Data for review Block Start

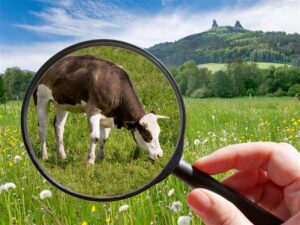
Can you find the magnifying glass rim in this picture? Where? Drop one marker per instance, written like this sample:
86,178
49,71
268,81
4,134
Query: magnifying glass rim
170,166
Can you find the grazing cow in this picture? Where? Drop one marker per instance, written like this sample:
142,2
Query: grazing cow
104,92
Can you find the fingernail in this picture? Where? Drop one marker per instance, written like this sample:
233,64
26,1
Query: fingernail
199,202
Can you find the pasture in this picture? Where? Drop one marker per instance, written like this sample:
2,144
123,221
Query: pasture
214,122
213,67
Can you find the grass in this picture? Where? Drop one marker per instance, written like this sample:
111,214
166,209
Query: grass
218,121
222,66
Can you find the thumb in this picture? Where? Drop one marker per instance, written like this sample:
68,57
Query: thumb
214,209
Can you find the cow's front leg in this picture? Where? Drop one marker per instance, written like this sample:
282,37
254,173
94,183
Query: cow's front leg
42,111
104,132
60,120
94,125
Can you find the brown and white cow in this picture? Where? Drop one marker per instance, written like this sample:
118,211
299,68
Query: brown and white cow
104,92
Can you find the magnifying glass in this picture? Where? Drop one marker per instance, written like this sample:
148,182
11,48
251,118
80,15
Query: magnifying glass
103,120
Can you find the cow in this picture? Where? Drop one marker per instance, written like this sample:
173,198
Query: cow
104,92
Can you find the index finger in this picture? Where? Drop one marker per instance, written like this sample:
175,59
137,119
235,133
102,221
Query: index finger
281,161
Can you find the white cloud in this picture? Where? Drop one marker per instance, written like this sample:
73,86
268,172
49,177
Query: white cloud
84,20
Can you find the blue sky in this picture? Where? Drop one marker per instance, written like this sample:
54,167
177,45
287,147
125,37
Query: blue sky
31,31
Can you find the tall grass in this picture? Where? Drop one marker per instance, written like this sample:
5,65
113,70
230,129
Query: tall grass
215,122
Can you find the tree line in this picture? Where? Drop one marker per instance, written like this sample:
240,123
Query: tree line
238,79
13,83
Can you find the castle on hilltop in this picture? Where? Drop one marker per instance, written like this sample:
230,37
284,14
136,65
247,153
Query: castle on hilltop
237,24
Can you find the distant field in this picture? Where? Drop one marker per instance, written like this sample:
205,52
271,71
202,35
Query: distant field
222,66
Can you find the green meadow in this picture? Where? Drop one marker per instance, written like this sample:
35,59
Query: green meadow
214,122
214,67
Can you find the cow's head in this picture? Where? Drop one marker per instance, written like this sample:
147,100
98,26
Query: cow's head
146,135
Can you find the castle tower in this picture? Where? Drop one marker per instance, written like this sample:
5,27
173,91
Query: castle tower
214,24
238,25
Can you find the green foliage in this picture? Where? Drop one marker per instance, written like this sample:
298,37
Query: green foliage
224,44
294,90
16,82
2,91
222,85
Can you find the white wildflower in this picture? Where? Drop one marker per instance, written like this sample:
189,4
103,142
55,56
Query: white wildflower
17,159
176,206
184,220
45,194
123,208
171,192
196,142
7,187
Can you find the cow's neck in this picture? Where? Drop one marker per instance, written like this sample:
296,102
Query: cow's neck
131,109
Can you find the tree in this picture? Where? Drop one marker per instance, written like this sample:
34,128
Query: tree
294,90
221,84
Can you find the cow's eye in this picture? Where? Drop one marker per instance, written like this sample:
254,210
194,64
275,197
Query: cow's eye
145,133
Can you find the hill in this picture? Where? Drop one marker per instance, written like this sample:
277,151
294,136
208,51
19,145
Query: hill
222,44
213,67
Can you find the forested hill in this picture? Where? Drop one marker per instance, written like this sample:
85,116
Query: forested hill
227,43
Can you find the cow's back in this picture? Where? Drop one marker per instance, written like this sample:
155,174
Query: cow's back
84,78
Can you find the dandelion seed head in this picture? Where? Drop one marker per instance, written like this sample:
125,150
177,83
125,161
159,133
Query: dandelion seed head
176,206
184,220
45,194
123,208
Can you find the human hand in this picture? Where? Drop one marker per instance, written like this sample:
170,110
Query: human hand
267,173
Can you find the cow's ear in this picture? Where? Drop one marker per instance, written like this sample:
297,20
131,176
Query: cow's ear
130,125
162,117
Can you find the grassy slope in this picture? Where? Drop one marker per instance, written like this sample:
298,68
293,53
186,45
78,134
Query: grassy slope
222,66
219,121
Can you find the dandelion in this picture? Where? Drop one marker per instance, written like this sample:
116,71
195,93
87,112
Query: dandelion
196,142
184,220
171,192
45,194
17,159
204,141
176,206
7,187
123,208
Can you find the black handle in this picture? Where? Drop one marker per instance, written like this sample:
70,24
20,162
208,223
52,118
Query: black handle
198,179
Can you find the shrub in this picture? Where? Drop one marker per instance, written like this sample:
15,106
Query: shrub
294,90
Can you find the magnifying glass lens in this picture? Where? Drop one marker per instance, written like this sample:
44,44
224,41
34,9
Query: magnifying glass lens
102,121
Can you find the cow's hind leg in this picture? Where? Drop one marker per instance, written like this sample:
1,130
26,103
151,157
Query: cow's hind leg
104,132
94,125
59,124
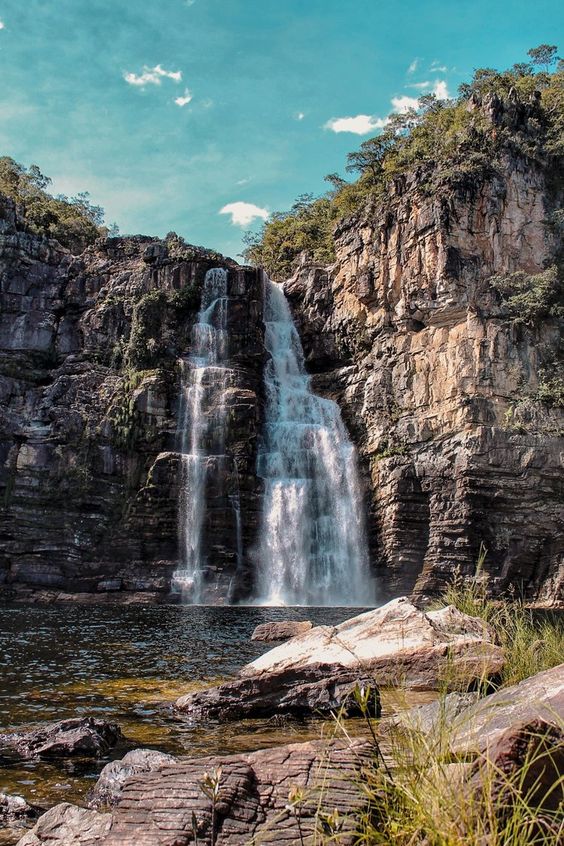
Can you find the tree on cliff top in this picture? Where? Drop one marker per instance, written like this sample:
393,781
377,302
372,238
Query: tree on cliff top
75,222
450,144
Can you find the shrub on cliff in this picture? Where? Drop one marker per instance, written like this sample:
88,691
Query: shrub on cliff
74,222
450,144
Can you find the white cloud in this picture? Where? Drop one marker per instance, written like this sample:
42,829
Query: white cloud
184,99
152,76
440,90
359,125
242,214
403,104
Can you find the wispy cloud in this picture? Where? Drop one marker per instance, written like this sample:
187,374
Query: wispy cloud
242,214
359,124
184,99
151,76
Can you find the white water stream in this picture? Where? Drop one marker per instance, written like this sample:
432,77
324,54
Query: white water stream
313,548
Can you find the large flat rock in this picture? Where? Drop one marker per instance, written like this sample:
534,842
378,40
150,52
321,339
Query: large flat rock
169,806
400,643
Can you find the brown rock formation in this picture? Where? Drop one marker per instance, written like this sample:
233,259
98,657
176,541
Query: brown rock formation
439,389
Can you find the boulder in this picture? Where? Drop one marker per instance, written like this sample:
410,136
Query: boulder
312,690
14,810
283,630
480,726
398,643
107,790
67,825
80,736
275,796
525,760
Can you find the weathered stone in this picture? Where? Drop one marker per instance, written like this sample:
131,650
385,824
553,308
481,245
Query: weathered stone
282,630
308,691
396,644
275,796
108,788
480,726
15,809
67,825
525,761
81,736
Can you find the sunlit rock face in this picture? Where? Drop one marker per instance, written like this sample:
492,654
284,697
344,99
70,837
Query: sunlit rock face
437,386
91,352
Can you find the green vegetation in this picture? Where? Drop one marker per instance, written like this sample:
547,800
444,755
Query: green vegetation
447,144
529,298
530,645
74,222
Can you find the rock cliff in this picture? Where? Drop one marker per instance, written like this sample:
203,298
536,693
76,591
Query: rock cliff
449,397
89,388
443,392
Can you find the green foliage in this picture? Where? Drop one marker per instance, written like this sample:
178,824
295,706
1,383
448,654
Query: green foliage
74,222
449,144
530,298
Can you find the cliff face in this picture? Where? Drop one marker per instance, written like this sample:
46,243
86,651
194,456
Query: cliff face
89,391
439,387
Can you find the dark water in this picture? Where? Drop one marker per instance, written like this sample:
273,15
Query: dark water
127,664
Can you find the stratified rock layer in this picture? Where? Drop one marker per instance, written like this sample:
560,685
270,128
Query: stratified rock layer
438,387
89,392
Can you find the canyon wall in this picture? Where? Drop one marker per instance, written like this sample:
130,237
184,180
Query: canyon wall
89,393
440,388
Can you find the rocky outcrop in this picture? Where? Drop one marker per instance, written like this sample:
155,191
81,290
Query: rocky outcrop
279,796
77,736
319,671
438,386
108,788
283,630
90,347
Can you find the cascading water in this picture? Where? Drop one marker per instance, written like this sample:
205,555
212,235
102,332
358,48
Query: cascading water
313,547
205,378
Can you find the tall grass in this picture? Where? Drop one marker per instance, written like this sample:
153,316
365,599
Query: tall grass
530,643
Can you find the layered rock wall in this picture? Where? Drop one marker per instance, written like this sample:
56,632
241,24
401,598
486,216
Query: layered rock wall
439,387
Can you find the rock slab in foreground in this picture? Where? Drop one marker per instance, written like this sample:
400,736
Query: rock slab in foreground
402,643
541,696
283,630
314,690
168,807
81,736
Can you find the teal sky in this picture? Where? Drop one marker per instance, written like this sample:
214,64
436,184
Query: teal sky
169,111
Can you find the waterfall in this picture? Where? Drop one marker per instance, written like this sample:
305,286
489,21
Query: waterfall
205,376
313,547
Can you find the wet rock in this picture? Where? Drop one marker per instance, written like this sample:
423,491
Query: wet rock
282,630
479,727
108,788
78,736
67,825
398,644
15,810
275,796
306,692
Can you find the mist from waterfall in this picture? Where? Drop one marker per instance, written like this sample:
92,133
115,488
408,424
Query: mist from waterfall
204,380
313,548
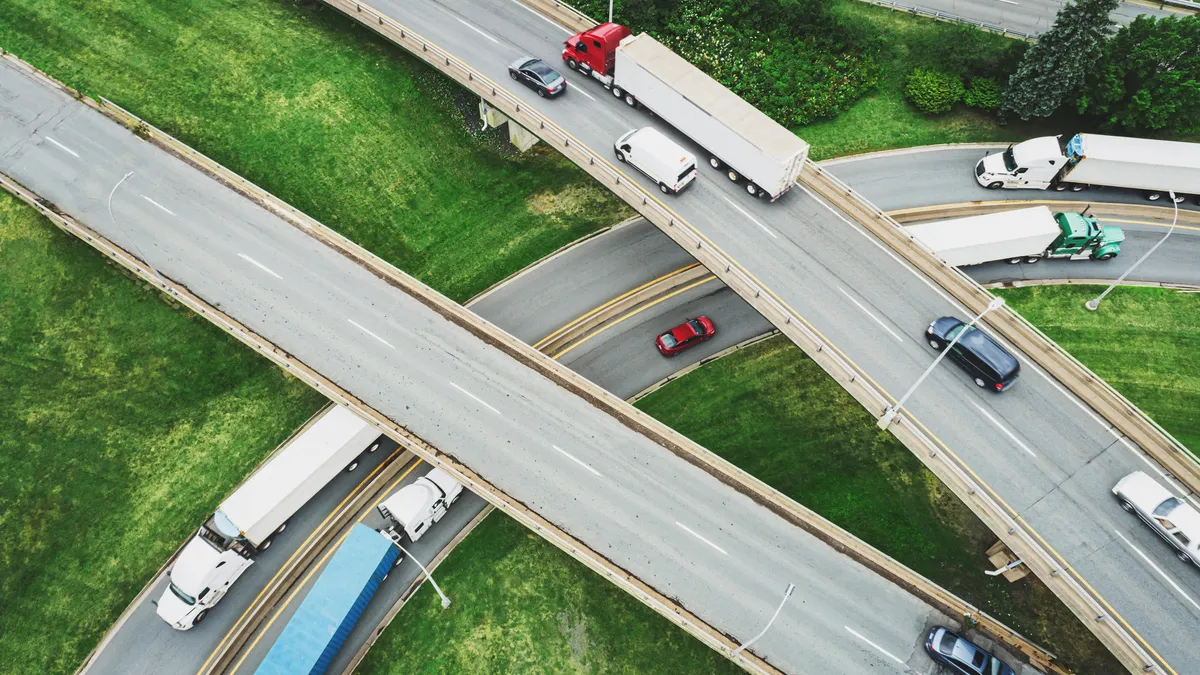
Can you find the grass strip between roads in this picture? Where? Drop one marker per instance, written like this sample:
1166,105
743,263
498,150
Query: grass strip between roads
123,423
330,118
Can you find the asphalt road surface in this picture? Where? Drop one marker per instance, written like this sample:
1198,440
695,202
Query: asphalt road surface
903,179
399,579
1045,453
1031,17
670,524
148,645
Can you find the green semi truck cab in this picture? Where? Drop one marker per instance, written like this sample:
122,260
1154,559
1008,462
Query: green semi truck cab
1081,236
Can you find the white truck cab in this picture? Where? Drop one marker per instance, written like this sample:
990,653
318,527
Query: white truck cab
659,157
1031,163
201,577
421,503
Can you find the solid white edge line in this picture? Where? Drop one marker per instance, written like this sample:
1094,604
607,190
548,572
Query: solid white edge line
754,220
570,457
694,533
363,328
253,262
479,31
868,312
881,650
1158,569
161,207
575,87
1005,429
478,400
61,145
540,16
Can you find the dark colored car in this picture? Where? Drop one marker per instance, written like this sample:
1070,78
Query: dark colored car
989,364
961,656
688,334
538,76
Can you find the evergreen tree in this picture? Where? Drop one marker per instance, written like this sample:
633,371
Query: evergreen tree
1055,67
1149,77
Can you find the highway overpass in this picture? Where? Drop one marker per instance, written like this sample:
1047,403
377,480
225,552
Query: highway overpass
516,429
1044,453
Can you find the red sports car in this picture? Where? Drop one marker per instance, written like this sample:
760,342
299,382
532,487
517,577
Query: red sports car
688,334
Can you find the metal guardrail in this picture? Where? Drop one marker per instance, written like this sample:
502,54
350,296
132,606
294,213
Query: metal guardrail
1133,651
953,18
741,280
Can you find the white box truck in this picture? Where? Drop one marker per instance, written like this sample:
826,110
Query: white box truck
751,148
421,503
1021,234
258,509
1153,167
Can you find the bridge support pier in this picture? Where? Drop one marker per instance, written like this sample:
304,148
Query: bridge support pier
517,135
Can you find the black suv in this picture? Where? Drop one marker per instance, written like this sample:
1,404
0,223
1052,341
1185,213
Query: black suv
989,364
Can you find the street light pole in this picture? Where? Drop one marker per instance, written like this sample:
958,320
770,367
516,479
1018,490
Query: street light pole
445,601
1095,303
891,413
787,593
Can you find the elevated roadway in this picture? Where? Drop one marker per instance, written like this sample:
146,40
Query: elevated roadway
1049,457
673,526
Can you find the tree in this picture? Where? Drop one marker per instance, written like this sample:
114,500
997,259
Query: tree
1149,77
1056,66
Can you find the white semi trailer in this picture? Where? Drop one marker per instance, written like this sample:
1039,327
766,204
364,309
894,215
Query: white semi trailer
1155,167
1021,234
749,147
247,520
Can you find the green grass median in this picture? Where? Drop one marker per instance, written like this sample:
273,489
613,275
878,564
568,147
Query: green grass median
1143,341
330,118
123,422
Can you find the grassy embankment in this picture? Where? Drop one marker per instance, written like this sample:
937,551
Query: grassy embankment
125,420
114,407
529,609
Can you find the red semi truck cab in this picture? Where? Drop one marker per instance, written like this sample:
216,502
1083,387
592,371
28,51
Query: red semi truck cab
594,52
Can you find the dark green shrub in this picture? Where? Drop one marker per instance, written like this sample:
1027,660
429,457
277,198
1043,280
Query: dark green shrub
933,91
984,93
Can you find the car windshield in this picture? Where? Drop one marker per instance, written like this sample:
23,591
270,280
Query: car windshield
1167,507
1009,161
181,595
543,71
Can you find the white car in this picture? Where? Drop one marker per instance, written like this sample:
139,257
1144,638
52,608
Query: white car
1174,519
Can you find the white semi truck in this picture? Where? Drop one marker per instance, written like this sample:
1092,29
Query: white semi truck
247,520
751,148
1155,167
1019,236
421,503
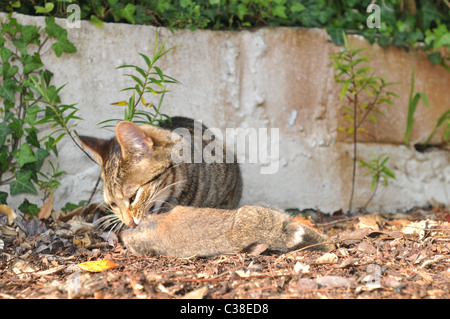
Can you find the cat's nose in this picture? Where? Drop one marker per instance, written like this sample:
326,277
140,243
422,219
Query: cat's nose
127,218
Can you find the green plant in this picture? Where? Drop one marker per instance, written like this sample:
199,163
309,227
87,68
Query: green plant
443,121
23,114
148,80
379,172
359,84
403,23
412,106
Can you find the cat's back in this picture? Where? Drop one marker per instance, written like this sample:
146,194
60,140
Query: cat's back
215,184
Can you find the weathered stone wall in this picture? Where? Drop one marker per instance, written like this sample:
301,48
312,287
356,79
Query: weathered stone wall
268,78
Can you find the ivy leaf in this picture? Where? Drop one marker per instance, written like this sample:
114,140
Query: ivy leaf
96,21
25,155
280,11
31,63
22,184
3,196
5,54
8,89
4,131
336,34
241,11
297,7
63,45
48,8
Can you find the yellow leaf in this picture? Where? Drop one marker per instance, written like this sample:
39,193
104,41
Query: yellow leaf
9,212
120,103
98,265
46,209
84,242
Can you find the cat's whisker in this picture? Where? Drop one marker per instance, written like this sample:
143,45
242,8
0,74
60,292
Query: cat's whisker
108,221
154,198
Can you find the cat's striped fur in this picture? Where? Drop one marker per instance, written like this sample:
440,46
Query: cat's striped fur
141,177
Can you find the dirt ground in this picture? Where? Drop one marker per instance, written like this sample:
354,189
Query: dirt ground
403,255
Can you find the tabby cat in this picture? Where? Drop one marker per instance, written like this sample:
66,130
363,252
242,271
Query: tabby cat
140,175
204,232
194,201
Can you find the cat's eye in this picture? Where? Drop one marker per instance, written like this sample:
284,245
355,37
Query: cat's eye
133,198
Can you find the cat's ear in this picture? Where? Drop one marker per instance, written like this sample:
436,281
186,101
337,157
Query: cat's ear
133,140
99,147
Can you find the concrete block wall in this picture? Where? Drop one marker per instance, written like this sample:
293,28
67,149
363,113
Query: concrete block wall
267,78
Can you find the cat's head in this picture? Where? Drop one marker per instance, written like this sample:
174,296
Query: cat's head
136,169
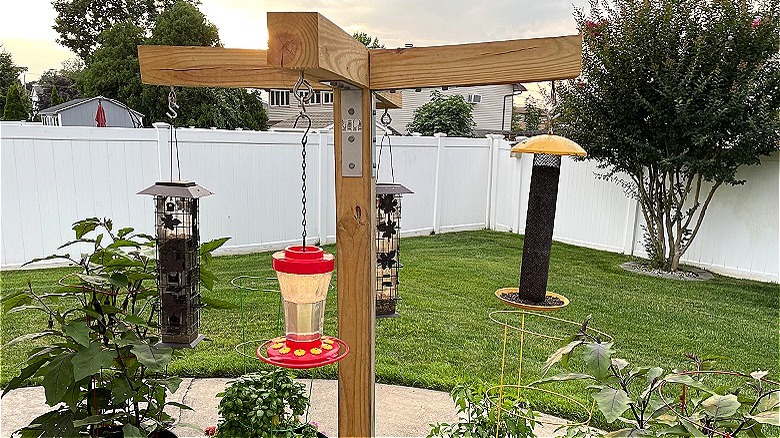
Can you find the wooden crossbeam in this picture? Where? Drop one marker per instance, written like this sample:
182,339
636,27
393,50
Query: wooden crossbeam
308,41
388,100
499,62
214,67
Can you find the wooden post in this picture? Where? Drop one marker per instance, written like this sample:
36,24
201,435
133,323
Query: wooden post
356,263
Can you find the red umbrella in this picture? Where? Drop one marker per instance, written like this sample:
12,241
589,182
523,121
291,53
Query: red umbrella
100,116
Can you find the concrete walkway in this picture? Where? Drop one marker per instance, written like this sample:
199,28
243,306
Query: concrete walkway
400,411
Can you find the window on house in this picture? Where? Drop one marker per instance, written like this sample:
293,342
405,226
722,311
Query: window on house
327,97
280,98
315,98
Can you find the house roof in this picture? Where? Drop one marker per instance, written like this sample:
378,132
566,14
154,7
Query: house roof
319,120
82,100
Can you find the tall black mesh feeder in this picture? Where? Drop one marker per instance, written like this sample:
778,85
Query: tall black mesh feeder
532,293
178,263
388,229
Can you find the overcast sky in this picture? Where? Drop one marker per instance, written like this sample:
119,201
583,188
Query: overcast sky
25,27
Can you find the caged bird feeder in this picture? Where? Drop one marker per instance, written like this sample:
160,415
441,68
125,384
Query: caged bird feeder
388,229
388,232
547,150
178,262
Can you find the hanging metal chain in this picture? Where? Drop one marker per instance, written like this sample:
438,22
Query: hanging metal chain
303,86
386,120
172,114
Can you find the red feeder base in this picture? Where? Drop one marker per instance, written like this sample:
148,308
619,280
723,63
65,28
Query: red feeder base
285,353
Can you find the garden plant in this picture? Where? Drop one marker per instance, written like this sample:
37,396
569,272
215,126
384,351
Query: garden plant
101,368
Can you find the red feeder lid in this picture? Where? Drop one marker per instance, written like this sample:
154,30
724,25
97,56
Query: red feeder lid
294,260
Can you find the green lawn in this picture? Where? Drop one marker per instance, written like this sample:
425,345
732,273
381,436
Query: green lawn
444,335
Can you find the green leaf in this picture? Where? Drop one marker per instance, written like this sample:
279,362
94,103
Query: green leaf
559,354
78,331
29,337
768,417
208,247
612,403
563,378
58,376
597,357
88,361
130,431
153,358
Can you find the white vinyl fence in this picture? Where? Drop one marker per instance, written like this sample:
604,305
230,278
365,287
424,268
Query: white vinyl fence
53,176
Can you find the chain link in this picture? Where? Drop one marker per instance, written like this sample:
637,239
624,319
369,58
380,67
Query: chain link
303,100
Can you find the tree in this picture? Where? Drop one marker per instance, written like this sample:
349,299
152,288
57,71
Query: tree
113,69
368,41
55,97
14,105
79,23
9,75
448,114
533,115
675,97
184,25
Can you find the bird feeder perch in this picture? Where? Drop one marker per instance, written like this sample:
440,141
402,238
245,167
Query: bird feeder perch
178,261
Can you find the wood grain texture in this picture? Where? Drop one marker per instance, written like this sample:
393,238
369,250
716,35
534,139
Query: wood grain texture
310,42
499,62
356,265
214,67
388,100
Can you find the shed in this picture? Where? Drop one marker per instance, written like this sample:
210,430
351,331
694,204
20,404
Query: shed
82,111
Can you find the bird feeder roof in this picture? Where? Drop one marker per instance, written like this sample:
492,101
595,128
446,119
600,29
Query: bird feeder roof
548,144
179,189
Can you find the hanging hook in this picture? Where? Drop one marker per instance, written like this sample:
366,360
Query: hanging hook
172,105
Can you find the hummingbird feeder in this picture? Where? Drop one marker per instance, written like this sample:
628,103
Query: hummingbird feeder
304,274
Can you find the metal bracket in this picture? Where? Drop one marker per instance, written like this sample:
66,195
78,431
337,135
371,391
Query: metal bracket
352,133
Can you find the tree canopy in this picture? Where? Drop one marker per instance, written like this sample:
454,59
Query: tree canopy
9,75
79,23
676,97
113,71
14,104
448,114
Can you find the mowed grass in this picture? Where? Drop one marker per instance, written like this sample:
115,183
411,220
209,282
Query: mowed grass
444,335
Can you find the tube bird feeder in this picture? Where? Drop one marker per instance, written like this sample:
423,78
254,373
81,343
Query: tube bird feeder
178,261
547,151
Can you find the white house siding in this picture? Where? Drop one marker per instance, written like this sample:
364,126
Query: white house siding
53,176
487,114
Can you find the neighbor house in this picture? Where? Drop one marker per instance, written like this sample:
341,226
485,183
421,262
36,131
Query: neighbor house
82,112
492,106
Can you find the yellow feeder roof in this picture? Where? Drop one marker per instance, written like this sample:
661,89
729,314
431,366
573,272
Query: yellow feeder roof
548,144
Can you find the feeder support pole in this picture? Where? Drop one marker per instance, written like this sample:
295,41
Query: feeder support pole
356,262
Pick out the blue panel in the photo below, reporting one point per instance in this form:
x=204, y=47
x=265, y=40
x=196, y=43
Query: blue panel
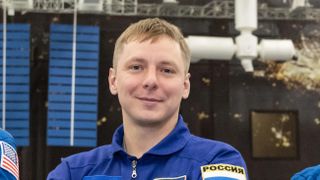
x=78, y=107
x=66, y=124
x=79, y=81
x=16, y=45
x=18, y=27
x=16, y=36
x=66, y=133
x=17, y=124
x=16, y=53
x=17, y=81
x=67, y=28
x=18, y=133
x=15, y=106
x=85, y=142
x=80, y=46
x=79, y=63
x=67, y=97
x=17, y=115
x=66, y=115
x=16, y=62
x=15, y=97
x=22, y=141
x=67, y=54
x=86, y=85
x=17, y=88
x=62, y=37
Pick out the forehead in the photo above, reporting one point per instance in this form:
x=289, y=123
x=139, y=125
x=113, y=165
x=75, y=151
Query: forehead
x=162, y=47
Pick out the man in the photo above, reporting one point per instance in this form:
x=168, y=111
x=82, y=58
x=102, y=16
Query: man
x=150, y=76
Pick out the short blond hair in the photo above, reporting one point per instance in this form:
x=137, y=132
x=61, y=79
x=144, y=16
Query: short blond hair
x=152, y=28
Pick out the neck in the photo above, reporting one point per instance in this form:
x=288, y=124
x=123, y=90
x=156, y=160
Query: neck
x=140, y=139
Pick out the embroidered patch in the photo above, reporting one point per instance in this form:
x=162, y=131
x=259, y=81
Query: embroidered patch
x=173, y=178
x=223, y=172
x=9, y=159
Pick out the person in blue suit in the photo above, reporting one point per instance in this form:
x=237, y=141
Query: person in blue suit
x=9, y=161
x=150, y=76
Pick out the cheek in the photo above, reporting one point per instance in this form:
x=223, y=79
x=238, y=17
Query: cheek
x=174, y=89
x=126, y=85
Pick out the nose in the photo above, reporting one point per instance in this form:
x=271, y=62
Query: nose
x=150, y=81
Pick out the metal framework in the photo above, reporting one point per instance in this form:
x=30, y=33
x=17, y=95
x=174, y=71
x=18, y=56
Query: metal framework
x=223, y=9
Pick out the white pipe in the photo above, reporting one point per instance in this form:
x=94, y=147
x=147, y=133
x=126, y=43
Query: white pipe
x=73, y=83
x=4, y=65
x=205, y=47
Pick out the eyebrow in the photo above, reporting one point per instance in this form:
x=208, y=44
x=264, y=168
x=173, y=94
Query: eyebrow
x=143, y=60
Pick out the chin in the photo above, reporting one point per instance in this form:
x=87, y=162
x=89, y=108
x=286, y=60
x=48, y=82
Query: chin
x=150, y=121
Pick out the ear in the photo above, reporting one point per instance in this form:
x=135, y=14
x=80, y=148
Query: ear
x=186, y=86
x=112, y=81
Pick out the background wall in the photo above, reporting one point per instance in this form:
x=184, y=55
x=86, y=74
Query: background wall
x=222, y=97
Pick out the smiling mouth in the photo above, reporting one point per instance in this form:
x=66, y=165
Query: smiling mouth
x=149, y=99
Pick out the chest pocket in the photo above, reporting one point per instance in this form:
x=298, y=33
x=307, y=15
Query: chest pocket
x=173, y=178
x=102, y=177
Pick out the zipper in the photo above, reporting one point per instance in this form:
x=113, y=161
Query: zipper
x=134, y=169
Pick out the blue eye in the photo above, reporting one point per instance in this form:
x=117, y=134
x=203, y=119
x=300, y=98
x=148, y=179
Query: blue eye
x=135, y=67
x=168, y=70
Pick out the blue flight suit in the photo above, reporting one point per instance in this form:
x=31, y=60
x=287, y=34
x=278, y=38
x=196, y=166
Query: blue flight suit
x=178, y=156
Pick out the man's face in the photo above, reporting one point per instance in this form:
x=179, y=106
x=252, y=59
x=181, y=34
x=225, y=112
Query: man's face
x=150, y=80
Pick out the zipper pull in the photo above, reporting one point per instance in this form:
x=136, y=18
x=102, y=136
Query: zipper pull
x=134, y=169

Data for review Block End

### What to do
Your answer should be the lines from the one containing "Query: blue flight suit" through the end of the records, both included, output exactly and with nothing added.

### Exercise response
Query: blue flight suit
x=178, y=156
Pick out the man's face in the photo above, reporting one point per instance in this form:
x=179, y=106
x=252, y=59
x=181, y=34
x=225, y=112
Query: man's face
x=150, y=80
Pick out the zipper pull in the photo above, reporting one point per instance in this form:
x=136, y=18
x=102, y=136
Query: zipper pull
x=134, y=169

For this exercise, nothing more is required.